> [TRY IT]
Pick up the text on site frequency spectra right after its last sentence and keep it going.

Three scenarios with highly different Tajima’s D values.

Site frequency spectra as input for downstream analyses

The site frequency spectra, also known as site allele frequencies (SAF) or derived allele frequencies (DAF), are a powerful summary data for downstream inferences. These inferences vary from selection studies to demographic inferences.

Above, we saw that the SAF distribution is given by:

\[E(\tau_i)=\frac{\theta}{2}E(\tau_i)=\frac{\theta}{i}\ \ \text{~for~} 1\leq i \leq n-1\]

However, this assumed that the sites are 1) evolving neutrally (no selection) and 2) the population size is constant.

The coalescent theory applies only for neutrally evolving sites. Using other methods, it can be shown that the distribution differs from the expectation if the sites are under negative selection. The figure below shows the SAF distribution for conserved miRNA sites (in red) and various other site categories (from Chen and Rajewsky, 2006):

Site frequencies for different categories of sites. Dark blue: synonymous sites, purple: 3’ UTRs, yellow: conserved 3’ UTR 7-mers, light blue: nonsynonymous sites, red: conserved miRNA sites.

The conserved miRNA sites are highly enriched in the lowest frequency category, suggesting that the negative selection is removing derived alleles in those sites and pushing the frequencies towards left.

Other kinds of deviations are seen when the sites are evolving neutrally but the population size is not constant. There are many methods trying to fit a demographic model that would produce the observed SAF. One of them is Stairway plot that models the history as time segments such that the population size is constant within a segment but can change between the segments:

Left, a coalescent tree with corresponding coalescent times. Right, an illustration of how the population size (width of each rectangle) changes over multiple epochs, with each epoch coinciding with a coalescent event.

Using this approach, they showed that the non-African human populations share a population bottleneck around 65 kya that the African populations do not have:

Demographic histories for CEU (Mormones in USA), GBR (British), TSI (Toscani in Italia), FIN (Finnish), CHB (Han Chinese), CHS (Southern Han Chinese), JPT (Japanese), YRI (Yoruba in Nigeria) and LWK (Luhya in Kenya).

They also noted that the ancestors of the Finns potentially experienced a recent bottleneck between 10,000 and 20,000 years ago.

Take-home message

Much of the mathematics is beyond the level of this course and is omitted. There are some concepts that important to understand.

> [RECORDED DATA]
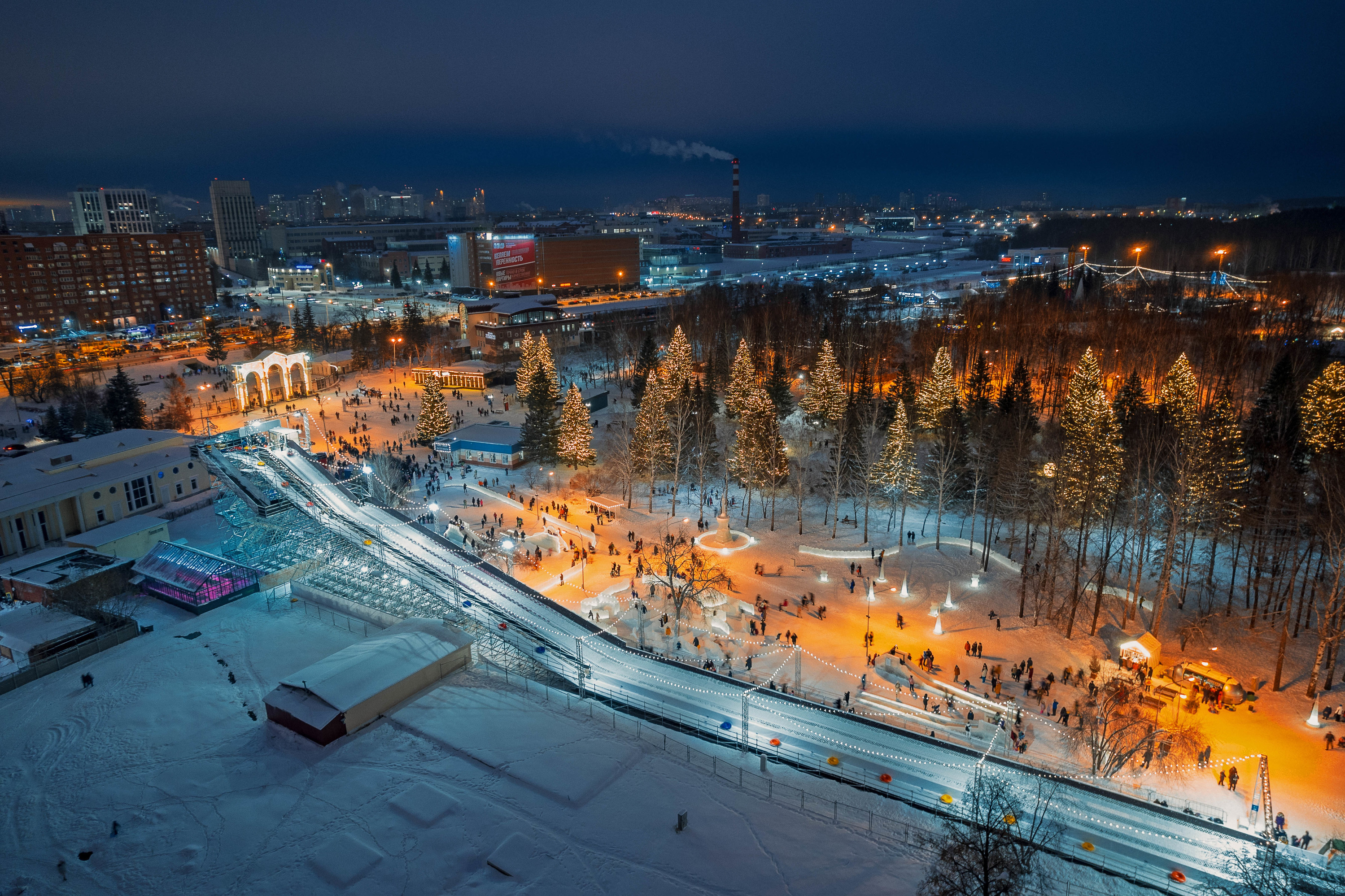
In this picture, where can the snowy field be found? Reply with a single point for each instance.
(210, 801)
(470, 779)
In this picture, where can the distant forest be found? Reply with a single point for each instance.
(1300, 240)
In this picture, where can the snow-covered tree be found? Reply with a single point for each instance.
(898, 471)
(938, 392)
(676, 368)
(742, 380)
(526, 365)
(1185, 462)
(759, 457)
(825, 400)
(649, 438)
(1324, 411)
(433, 419)
(1088, 474)
(575, 439)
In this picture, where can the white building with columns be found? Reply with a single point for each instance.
(272, 377)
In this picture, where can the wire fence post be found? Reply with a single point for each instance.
(744, 739)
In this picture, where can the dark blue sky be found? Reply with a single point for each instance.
(557, 104)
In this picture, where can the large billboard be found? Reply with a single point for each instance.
(514, 261)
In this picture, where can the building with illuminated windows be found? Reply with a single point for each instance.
(111, 210)
(101, 282)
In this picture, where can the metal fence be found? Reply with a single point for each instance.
(70, 657)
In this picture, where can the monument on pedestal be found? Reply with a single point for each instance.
(723, 536)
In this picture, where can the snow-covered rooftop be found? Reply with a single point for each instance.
(354, 674)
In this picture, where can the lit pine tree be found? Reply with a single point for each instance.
(677, 362)
(528, 365)
(433, 419)
(538, 434)
(1187, 469)
(575, 438)
(1090, 466)
(742, 380)
(938, 392)
(826, 399)
(778, 387)
(1324, 411)
(1078, 419)
(896, 470)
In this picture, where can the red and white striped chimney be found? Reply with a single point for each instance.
(738, 208)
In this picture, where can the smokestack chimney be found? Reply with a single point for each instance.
(738, 208)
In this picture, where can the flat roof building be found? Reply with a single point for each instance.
(236, 218)
(111, 210)
(101, 282)
(494, 444)
(72, 489)
(33, 633)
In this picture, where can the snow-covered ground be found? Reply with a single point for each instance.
(210, 801)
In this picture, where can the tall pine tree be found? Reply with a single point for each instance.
(825, 400)
(677, 362)
(898, 471)
(433, 419)
(742, 380)
(528, 365)
(646, 364)
(575, 440)
(938, 392)
(122, 403)
(538, 435)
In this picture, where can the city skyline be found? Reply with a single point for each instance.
(991, 105)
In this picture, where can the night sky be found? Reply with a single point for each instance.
(564, 104)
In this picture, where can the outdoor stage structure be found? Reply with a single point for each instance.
(274, 377)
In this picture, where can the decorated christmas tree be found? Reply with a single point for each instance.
(526, 365)
(433, 416)
(825, 401)
(938, 392)
(575, 438)
(898, 470)
(677, 362)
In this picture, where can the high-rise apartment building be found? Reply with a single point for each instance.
(236, 220)
(111, 210)
(101, 282)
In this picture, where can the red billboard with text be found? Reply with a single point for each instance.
(514, 261)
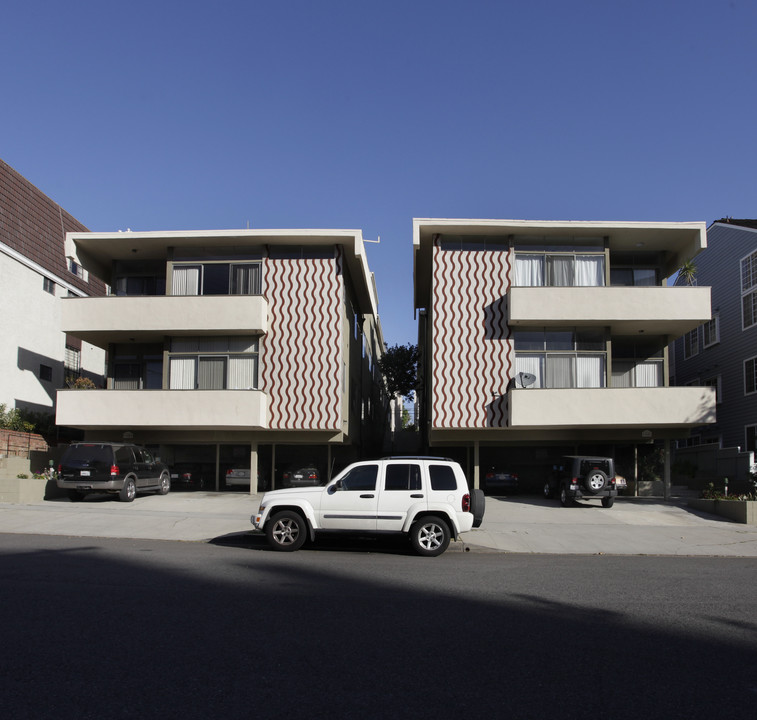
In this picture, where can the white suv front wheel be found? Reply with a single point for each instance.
(286, 531)
(430, 536)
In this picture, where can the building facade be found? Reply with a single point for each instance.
(36, 357)
(722, 353)
(251, 349)
(544, 338)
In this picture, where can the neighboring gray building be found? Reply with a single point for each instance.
(722, 353)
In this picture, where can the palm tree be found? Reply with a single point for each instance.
(687, 273)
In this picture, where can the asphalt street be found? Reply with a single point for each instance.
(125, 628)
(519, 524)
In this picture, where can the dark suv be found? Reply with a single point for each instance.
(111, 467)
(583, 476)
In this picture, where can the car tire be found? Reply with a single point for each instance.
(478, 505)
(165, 484)
(129, 491)
(286, 531)
(430, 536)
(595, 481)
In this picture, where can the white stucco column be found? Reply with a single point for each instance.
(253, 468)
(476, 461)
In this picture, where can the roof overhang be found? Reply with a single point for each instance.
(679, 241)
(97, 251)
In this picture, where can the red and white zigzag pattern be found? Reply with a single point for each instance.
(472, 355)
(301, 357)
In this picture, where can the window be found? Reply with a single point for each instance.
(750, 434)
(714, 382)
(213, 363)
(442, 477)
(637, 363)
(566, 268)
(137, 367)
(77, 269)
(711, 332)
(360, 479)
(691, 344)
(749, 290)
(633, 277)
(216, 278)
(561, 358)
(750, 376)
(72, 363)
(403, 477)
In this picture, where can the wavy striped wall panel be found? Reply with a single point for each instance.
(301, 356)
(472, 355)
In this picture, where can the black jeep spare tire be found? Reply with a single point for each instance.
(478, 505)
(595, 481)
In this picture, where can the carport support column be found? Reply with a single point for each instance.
(253, 468)
(666, 469)
(476, 461)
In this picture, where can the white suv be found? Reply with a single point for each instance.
(425, 498)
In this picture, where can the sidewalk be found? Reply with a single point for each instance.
(524, 524)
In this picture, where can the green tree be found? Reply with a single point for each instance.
(399, 365)
(687, 273)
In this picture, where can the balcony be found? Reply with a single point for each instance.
(163, 409)
(145, 318)
(611, 408)
(670, 311)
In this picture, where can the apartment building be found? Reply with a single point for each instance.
(36, 357)
(229, 349)
(722, 352)
(540, 339)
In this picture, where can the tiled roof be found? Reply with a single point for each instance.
(36, 226)
(752, 224)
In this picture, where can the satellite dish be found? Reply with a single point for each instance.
(525, 379)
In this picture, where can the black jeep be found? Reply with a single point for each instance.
(583, 476)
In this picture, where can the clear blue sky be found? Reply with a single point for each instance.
(177, 114)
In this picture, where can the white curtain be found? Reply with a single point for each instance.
(211, 373)
(245, 279)
(529, 270)
(560, 371)
(533, 364)
(186, 280)
(590, 371)
(590, 270)
(649, 374)
(243, 372)
(182, 373)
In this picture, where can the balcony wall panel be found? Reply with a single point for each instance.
(626, 310)
(611, 407)
(163, 409)
(117, 319)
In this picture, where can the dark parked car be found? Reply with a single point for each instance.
(499, 480)
(583, 476)
(302, 477)
(119, 468)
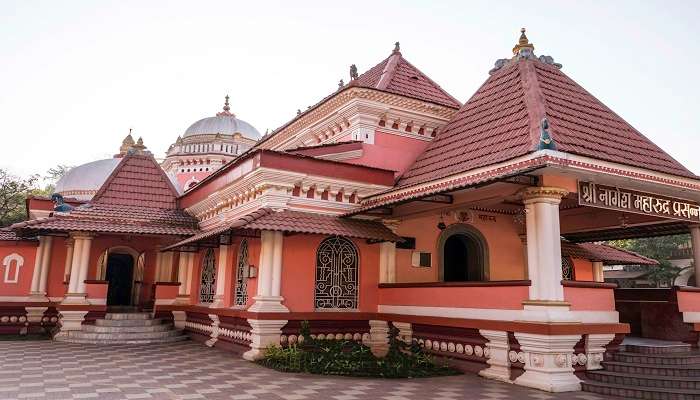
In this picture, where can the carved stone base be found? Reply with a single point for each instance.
(214, 337)
(499, 365)
(263, 334)
(378, 338)
(268, 304)
(68, 322)
(595, 349)
(179, 319)
(548, 362)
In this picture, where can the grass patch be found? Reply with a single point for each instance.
(350, 358)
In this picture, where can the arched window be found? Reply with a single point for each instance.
(567, 269)
(207, 286)
(240, 293)
(336, 274)
(463, 254)
(12, 264)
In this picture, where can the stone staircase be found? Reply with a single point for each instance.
(126, 328)
(661, 372)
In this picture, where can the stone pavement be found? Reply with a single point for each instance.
(188, 370)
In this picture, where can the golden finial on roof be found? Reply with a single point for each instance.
(523, 43)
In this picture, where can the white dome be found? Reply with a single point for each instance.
(223, 124)
(83, 181)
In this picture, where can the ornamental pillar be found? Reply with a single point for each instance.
(695, 237)
(546, 293)
(221, 277)
(265, 333)
(79, 269)
(387, 262)
(41, 267)
(269, 298)
(598, 274)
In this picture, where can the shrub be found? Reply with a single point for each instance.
(350, 358)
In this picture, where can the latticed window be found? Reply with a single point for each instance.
(336, 274)
(567, 269)
(240, 293)
(207, 286)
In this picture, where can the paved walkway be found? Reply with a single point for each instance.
(187, 370)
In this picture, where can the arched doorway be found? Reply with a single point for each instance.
(119, 273)
(336, 274)
(463, 254)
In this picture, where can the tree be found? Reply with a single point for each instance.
(660, 249)
(13, 192)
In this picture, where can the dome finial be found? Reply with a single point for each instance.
(524, 47)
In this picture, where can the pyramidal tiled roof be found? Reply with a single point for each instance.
(502, 120)
(396, 75)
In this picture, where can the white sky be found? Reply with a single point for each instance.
(76, 75)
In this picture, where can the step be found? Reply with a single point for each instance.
(171, 339)
(656, 382)
(126, 336)
(127, 329)
(689, 370)
(128, 322)
(658, 359)
(657, 349)
(632, 392)
(130, 315)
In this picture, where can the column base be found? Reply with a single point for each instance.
(499, 365)
(69, 321)
(268, 304)
(179, 319)
(75, 298)
(548, 364)
(548, 311)
(264, 333)
(378, 338)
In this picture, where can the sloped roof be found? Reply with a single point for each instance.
(297, 222)
(609, 255)
(396, 75)
(137, 198)
(502, 120)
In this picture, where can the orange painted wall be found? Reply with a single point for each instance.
(299, 272)
(590, 299)
(506, 254)
(688, 301)
(583, 269)
(392, 152)
(506, 297)
(24, 281)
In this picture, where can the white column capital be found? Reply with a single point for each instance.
(539, 194)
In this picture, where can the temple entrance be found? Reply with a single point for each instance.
(119, 274)
(463, 255)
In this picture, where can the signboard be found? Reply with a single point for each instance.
(614, 198)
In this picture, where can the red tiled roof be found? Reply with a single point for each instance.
(297, 222)
(11, 236)
(609, 255)
(138, 181)
(396, 75)
(137, 198)
(502, 119)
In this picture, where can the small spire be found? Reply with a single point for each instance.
(353, 72)
(524, 47)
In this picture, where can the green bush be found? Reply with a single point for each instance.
(350, 358)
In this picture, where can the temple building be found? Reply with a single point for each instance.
(474, 228)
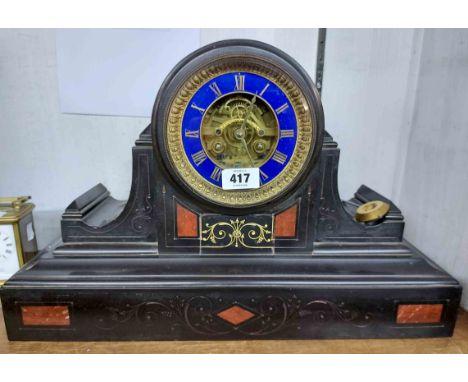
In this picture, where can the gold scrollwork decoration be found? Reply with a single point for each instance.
(305, 132)
(236, 232)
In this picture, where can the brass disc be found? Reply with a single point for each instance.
(372, 211)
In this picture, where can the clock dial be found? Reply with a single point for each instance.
(9, 263)
(238, 110)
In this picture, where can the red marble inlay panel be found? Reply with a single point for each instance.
(235, 315)
(45, 315)
(187, 222)
(419, 313)
(285, 223)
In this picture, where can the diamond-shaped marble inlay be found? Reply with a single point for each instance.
(235, 315)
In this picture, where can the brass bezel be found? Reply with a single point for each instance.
(296, 165)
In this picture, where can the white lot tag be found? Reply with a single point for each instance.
(240, 178)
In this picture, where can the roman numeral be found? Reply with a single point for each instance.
(199, 157)
(201, 110)
(264, 89)
(263, 176)
(192, 133)
(215, 88)
(240, 80)
(282, 108)
(216, 174)
(286, 133)
(279, 157)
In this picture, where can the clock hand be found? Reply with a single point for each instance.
(244, 123)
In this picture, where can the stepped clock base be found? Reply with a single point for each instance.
(342, 291)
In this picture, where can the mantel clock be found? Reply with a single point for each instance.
(234, 227)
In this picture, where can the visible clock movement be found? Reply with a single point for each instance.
(239, 107)
(234, 227)
(17, 237)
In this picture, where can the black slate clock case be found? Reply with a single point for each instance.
(129, 271)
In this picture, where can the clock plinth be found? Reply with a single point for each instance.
(185, 259)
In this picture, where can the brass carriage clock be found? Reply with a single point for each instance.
(234, 227)
(17, 238)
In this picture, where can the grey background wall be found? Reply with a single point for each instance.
(395, 100)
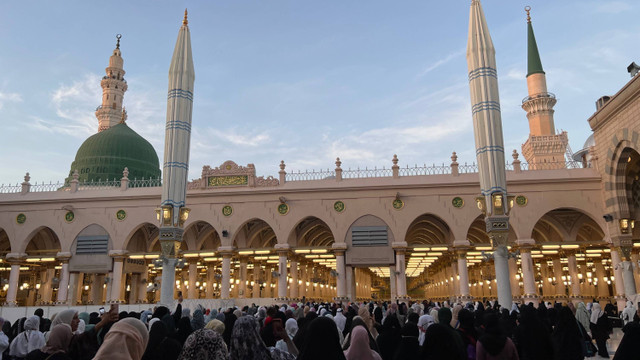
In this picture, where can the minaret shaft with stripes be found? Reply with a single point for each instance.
(173, 213)
(487, 127)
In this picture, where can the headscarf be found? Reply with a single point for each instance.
(328, 348)
(454, 318)
(245, 342)
(596, 312)
(197, 322)
(59, 340)
(216, 325)
(32, 339)
(423, 324)
(126, 340)
(359, 348)
(582, 315)
(64, 317)
(204, 344)
(291, 327)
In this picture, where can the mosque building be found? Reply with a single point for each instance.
(545, 226)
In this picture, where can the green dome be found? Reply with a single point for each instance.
(104, 156)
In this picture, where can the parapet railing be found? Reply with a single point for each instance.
(337, 174)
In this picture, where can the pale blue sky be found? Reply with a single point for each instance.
(300, 81)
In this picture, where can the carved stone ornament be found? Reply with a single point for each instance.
(227, 210)
(121, 215)
(69, 216)
(398, 204)
(457, 202)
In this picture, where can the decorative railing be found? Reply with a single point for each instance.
(366, 173)
(395, 171)
(310, 175)
(425, 170)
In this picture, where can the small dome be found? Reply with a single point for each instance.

> [RESULT BELOW]
The coalescence process is a random process and the shape of coalescence tree can vary greatly and, especially for for small \(n\), the variance of the expected times can be large. Nevertheless, the tree has a characteristic outlook of many short terminal branches (the first lineages coalesce rapidly) and a few very long internal (or terminal) branches (the last lineages coalesce very slowly).
Due to recombination, the coalescence tree varies across the genome and the “average tree” estimated from genome data doesn’t show the same shape. However, the time to MRCA still reflects the population size \(N\) and MRCA of a small population is much closer in time than that of a large population.
\(T_{MRCA}\) and \(T_{total}\) are quite straightforward to derive from the coalescence theory. It is important to understand their difference and relation to the expected genetic diversity and the number of segregating sites when \(n\), the number of sampled sequences, increases.
It may feel surprising that the expected values of \(\pi\) (nucleotide diversity in a sample of many individuals) and \(H\) (heterozygosity of a diploid individual from that sample) are identical, though the variance for the latter is much greater. On the other hand, \(\pi\) reflects the number of differences between two chromosomes drawn randomly from a population whereas \(H\) reflects the number of differences between the chromosomes inherited from a mother and a father, supposedly drawn randomly from a population.
The expected shape of an unfolded site frequency spectrum of neutral derived alleles is given by \(\frac{\theta}{i}\). There are many reasons why the distribution deviates from this but the expected shape – including the high number of singletons, i.e. derived alleles observed exactly once – is important for comparisons.